Please answer from the notes on silicone bleed and toxicology below: at what concentrations of D4 in air were rats exposed by inhalation in the second study?

QUOTED PASSAGE:
——————————

Dr. Lane spoke on silicone bleed. He said previous results by Yu(?) Indicated bleed rates of 0.3 grams per year and compare favorably to DC data.
Importantly, he indicated that even high molecular wgt components of silicone bleed; this means D4, for example, are still at low concentrations in the bleed material. He reported about 100 ppm of D4 and D5 and non-detectable Platinum and Fluorine. Results were somewhat different in products with a Barrier Coat (Silastic I) and those without (Silastic II) [This is important; it contradicts recent data by Baylor which indicates a greater concentration of LMS in the bleed material.]
Dr. Meeks reported on toxicology studies. He said PDMS (Poly-dimethyl siloxane, i.e., silicone) above MD4M (small polymer with only 4 siloxane units) had very low volatility, absorption by the body, or toxicity. Two studies reported were important. In the first, radio-labeled (C14) PDMS gel was implanted into mice without an implant shell. At about 20 weeks the mice were sacrificed, autopsies, and analyzed radiographically. There was rapid urinary excretion of silicone (molecular wgt not reported) and some migration to lymph nodes. There was no overt toxicity. [This raises a lot of questions; we need to see the results in writing.]
In the second study rats were exposed (by inhalation) to 7, 70, and 700 ppm D4 in air in order to study Absorption, Distribution, Metabolism, and Elimination of D4. After 7 days, they found:
1. Some CO2
2. Most D4 accounted for in feces, urine, expired air (non-obsorbed)
3. Slow elimination in the blood, because of typical lipo (fat) solubility.
4. Some liver enzyme induction.
5. Fat accumulation
A brief study with human volunteers studied results of inhalation exposures to D4.

——————————

DATASET CONTENT:

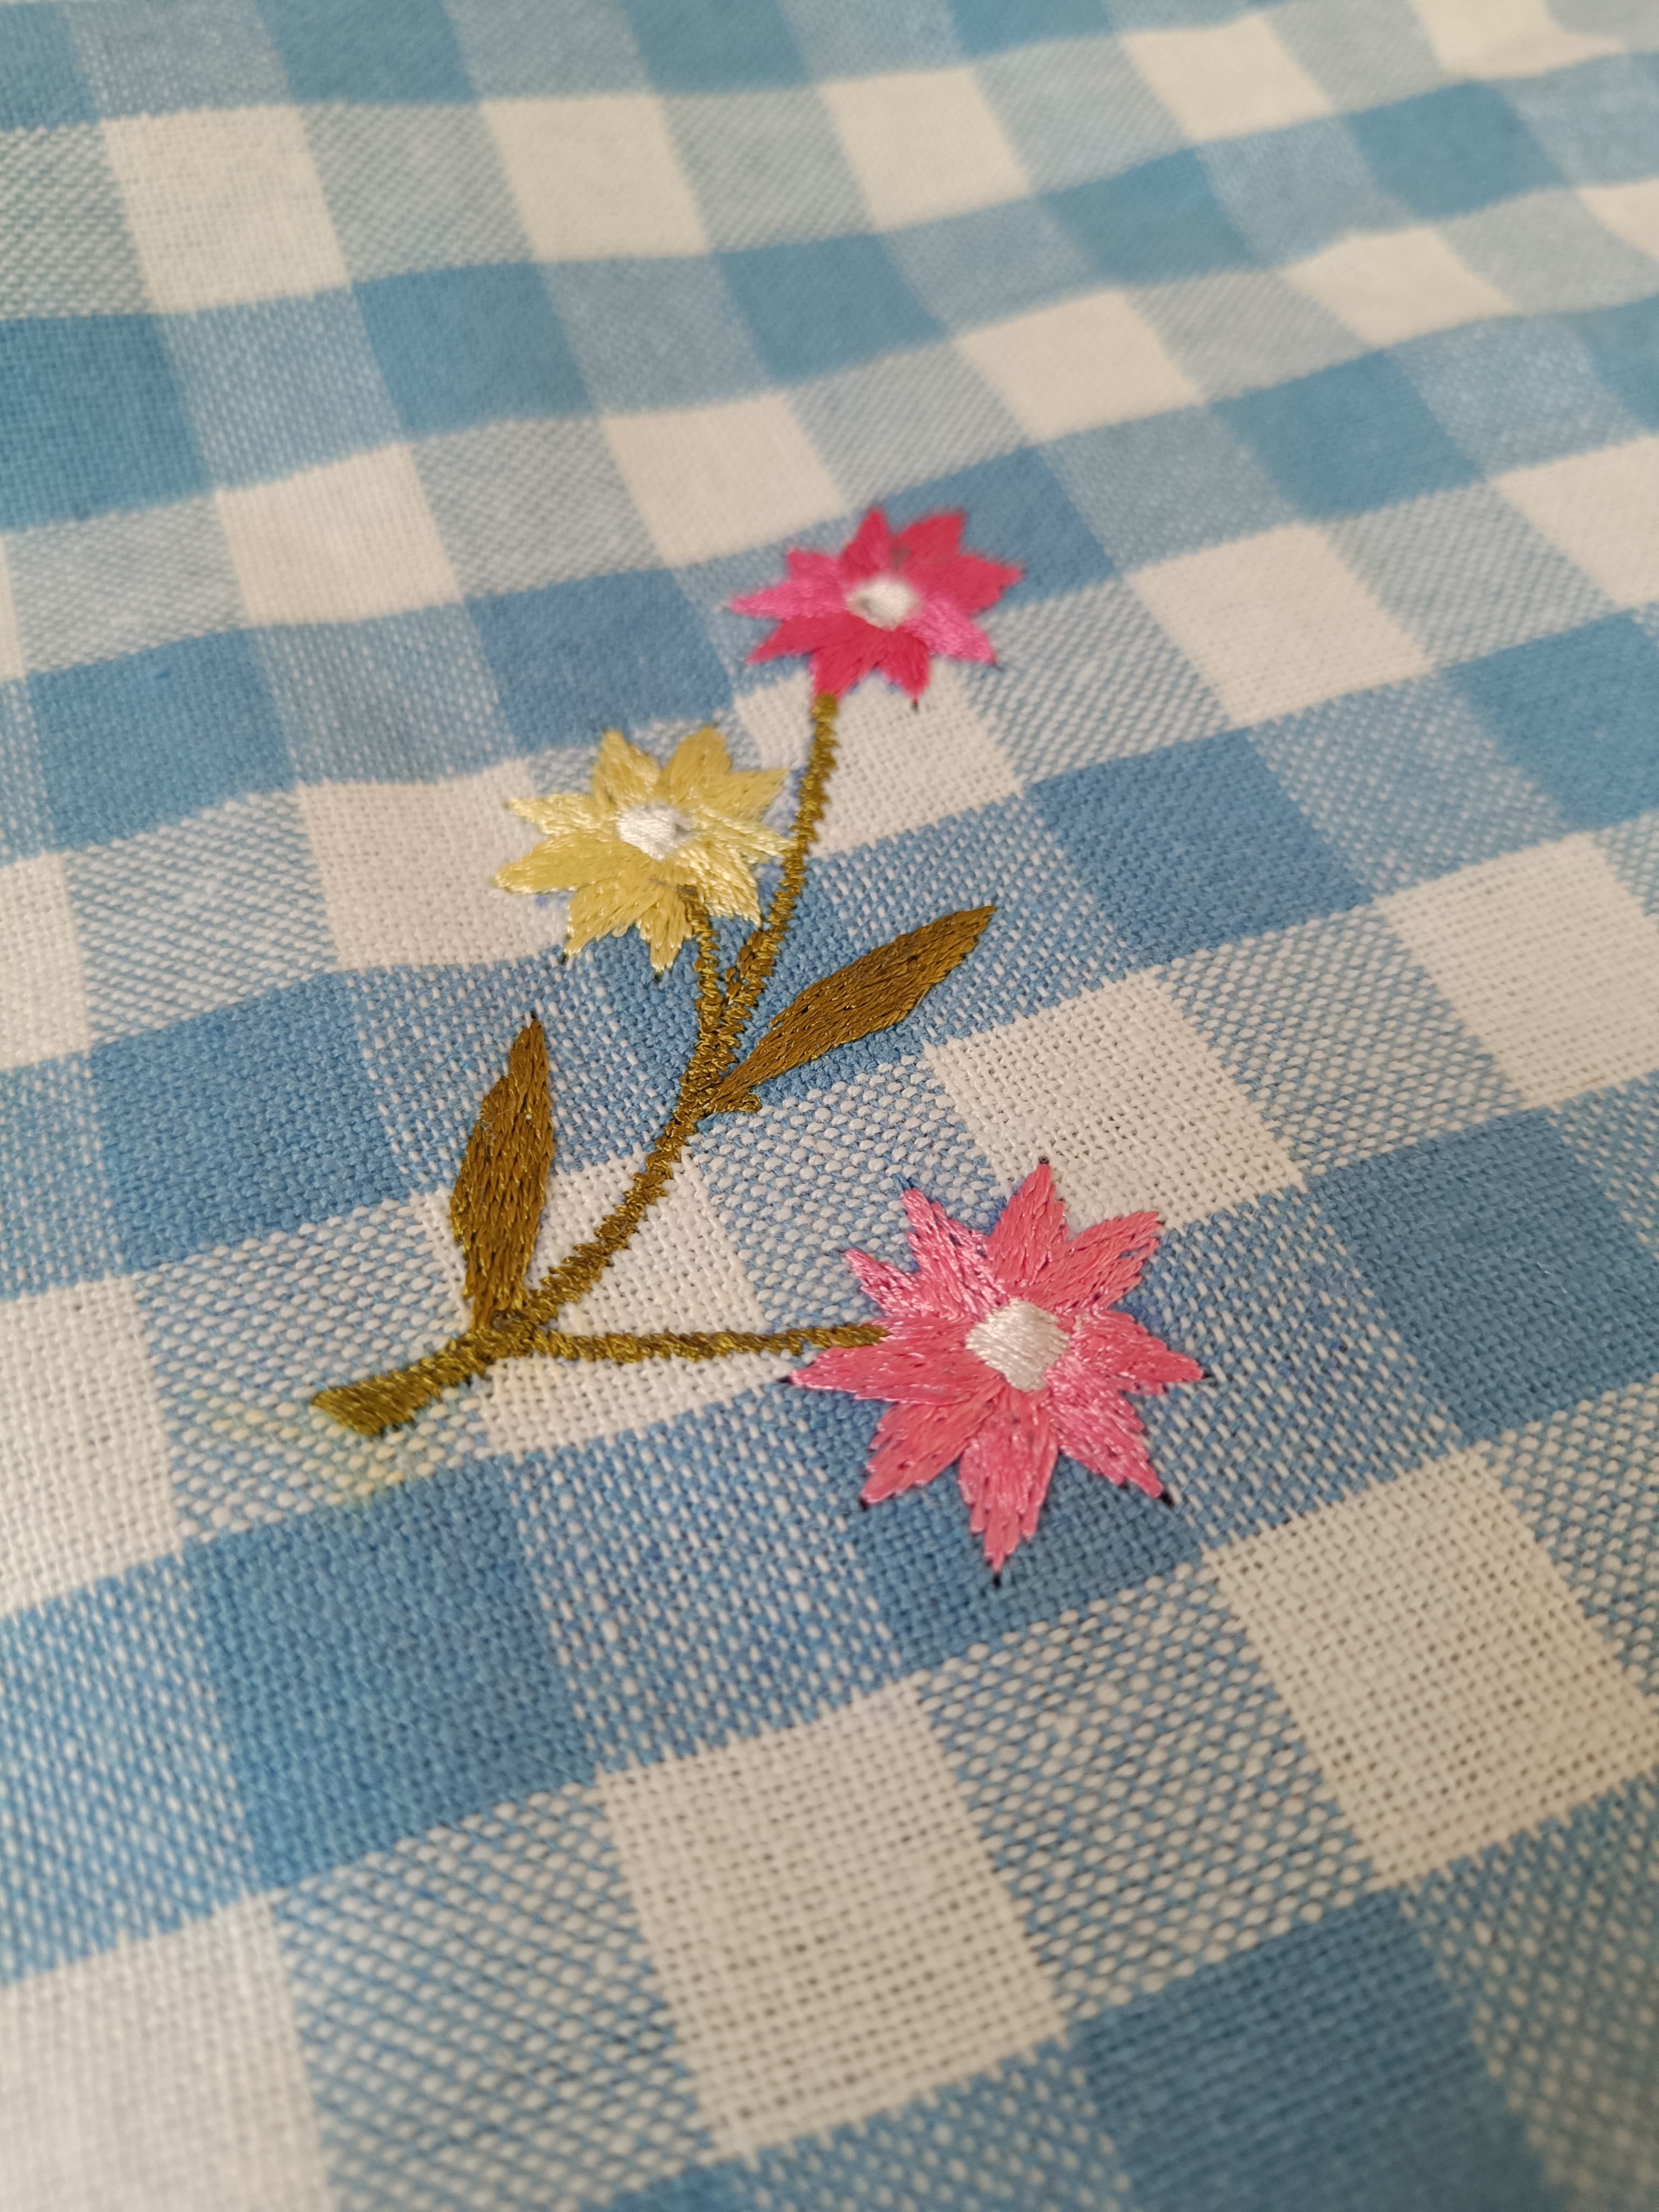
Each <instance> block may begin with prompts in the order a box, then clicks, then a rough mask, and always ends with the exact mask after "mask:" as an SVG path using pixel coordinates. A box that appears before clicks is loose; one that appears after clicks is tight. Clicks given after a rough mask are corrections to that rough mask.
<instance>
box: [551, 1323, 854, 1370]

——————————

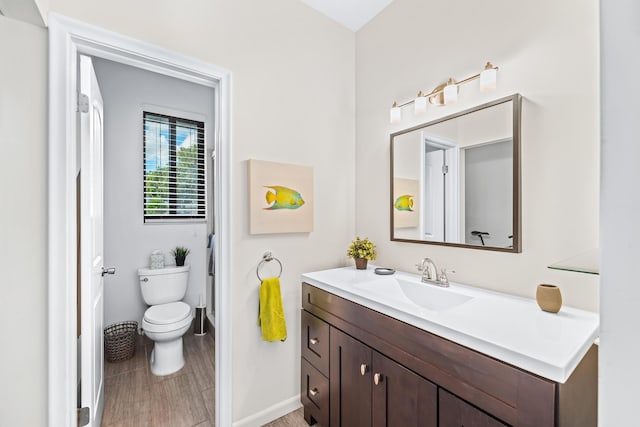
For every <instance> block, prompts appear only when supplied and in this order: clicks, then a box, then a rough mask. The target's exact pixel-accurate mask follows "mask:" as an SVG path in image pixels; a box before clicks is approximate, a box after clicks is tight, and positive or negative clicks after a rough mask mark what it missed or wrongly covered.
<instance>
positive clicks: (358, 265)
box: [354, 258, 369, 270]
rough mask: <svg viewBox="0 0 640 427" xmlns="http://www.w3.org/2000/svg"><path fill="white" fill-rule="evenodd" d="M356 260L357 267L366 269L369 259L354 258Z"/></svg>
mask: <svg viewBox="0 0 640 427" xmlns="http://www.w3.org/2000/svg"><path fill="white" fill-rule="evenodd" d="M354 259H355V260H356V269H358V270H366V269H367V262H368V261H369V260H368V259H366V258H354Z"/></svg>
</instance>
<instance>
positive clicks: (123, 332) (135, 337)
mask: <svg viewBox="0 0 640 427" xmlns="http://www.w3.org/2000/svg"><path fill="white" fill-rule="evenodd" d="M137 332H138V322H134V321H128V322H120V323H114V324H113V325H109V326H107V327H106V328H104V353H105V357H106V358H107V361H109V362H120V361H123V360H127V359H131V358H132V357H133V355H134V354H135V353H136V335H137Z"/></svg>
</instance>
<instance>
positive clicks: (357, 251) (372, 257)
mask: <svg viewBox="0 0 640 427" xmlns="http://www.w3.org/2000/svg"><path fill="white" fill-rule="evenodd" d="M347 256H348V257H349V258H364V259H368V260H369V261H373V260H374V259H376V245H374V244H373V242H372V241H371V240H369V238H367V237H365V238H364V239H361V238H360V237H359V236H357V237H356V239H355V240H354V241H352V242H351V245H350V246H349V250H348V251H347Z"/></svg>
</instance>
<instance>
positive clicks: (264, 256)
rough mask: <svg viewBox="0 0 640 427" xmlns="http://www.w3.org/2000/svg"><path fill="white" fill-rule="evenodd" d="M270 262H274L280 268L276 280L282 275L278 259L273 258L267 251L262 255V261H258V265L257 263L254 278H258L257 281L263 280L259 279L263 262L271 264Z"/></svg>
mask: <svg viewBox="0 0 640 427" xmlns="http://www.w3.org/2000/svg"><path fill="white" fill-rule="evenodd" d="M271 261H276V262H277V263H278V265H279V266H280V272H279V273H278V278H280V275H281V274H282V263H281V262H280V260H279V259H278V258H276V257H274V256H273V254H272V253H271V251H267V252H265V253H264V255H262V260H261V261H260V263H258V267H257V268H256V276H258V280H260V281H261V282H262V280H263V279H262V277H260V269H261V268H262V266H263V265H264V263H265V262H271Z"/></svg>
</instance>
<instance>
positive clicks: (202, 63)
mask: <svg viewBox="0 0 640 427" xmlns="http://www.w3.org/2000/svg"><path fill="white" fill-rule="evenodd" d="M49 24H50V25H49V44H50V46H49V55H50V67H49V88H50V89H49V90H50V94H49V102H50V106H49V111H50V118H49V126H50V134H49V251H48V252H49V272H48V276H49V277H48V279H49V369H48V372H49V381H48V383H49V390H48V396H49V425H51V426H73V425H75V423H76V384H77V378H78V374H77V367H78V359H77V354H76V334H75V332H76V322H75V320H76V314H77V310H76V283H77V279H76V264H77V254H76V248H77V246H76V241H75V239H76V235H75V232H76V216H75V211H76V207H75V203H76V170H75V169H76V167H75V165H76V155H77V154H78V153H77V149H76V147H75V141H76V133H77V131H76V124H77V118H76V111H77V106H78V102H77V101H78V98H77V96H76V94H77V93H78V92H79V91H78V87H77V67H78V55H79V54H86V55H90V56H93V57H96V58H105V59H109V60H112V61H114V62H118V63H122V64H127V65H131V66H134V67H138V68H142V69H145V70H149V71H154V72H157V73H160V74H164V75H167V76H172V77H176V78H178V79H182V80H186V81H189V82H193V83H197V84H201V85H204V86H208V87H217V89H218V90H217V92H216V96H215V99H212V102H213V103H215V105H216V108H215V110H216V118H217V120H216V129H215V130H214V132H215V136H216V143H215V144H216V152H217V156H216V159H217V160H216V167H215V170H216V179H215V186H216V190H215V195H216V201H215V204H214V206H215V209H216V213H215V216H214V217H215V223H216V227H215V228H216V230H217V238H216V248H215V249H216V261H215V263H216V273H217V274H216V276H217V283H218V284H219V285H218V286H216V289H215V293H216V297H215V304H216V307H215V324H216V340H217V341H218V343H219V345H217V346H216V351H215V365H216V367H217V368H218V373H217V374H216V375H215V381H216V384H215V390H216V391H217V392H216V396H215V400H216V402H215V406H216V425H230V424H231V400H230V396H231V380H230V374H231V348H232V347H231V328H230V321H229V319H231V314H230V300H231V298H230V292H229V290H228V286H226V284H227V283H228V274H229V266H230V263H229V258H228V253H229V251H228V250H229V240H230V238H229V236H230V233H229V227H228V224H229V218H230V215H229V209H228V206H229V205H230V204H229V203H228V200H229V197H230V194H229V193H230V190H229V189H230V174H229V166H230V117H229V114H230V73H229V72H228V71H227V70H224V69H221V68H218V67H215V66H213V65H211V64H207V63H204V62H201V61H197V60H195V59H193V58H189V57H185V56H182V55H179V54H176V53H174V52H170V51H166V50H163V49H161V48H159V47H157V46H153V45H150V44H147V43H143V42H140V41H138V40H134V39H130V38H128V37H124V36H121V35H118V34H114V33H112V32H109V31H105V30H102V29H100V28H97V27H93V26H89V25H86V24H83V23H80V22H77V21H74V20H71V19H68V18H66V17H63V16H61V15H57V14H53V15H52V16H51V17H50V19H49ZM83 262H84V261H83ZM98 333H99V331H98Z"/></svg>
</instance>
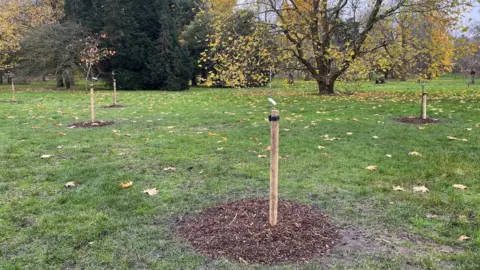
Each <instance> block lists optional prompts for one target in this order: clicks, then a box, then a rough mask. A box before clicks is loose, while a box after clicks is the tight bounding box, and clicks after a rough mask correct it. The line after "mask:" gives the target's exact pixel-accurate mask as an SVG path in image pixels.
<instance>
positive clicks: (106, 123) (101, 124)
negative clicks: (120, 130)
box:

——————————

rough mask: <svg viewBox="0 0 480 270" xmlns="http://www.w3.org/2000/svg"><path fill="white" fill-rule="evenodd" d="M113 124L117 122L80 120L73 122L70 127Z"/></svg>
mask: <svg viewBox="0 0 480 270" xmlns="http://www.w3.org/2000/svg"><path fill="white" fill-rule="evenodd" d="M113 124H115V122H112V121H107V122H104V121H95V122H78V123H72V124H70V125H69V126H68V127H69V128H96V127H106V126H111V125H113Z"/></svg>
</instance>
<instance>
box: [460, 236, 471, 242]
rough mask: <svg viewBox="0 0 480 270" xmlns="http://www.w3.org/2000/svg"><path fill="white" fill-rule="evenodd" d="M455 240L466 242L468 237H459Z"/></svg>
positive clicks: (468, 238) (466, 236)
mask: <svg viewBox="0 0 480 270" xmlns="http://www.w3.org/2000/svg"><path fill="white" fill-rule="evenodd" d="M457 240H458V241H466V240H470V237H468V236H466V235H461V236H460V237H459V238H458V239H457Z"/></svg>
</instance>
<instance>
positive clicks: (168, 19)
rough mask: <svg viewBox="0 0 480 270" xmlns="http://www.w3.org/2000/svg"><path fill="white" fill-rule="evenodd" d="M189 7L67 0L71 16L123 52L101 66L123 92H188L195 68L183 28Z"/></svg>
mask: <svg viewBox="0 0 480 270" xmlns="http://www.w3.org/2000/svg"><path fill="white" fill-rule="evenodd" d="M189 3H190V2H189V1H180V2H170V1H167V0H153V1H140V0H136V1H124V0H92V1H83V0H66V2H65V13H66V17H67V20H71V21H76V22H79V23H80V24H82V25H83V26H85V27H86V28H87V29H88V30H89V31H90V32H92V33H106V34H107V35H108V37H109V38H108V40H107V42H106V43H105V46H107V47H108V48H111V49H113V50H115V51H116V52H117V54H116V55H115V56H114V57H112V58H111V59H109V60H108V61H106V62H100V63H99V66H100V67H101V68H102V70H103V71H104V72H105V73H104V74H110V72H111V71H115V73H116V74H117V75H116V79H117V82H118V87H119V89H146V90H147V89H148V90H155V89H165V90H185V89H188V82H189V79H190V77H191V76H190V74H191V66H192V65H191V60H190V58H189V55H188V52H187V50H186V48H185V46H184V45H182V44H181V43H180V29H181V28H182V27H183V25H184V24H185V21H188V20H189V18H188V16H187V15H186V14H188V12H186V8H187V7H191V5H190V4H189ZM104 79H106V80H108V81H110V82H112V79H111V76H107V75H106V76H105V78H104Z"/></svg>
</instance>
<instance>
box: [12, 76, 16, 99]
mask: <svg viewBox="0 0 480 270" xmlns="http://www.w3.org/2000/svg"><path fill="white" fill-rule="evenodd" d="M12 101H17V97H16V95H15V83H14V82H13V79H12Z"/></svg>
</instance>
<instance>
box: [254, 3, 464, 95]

——————————

ANSWER TO THIS PROBLEM:
7, 70, and 700 ppm.